— start of Excerpt —

Nord followed his first-year success with three straight two-win seasons.

ENTER MIKE PRICE. He, too, was an instant hit and hiring him was considered a great feather in UTEP’s hat. After all, he had been a national College Coach of the Year at Washington State and had been hired by Alabama. In his first two years, he won eight games each season and was the toast of the town.
He followed that up with six straight losing seasons.

THEN CAME Sean Kugler in 2013 with a resume that would make any college athletic director’s mouth water. Not only had he been a star player with the Miners but he had wide experience in the National Football League. He had been an assistant coach with the Detroit Lions, the Buffalo Bills and even the Pittsburgh Steelers. A sure-to-be winner with the Miners, right? Wrong.
He had a 7-6 season in 2014 but losing seasons in 2013 and 2015 and is off to a 1-4 start this year.

NO, IT’S NOT the fault of football coaches Stull has hired that has made the Miners losers on the gridiron. It’s the situation UTEP finds itself in and that is, isolation.
We are so far removed from major cities, major markets and major news centers that few of the better athletes want to come here. Which means that our football teams are going against bigger, stronger and faster players in game after game.
Oh, we’ve had some good players, like running back Aaron Jones this year, but not enough of them. And we’ve had some good teams, but not enough to sustain a winning program.

THE SOLUTION? Some say we should have stayed at our same level of competition and never left the Western Athletic Conference.
But I can’t blame Stull for wanting to improve the school’s status and competition and moving the Miners into Conference USA. It means more and better exposure for our players and our teams – and more money for UTEP.

— end of Excerpt —

*Task description:* Write the next part of the column on UTEP's football coaches, picking up after its last sentence. Nothing in the lines that follow is needed for this.

— start of Supplied information —

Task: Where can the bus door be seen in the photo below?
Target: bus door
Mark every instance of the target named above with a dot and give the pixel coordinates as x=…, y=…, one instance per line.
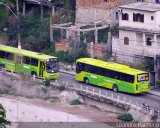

— end of Supplied information —

*Result:*
THE OTHER major sport at UTEP, basketball, has been competitive but that’s a different story. It takes much fewer players to fill a team and means more good players are available.
And Stull has had much success in finding good coaches for that sport, too. That they haven’t stuck around long is not his fault. He’s lost most of them to those bigger and better paying schools.
Stull’s first hire in basketball was Jason Rabedeaux. Then came Billy Gillespie, Doc Sadler and Tony Barbee. The latter three produced outstanding teams and each took the Miners to the NCAA Tournament.
And finally, there’s the present coach, Tim Floyd. You couldn’t have asked for a better resume. He had been late UTEP coach Don Haskins’ assistant and had even coached the Chicago Bulls, for goodness sake.
He hasn’t made it to the NCAA Tournament yet but has produced winning teams.

ALL IN ALL, Bob Stull has been quite an asset to the University of Texas at El Paso. Before he took over as athletic director he coached the football team to its winningest football season ever, 10-3. And as athletic director he has not only hired highly qualified football and basketball coaches but has hired some good coaches for all the other sports.
In addition to all that, he’s greatly improved the athletic facilities to heights not even imagined before.
I highly admire the man.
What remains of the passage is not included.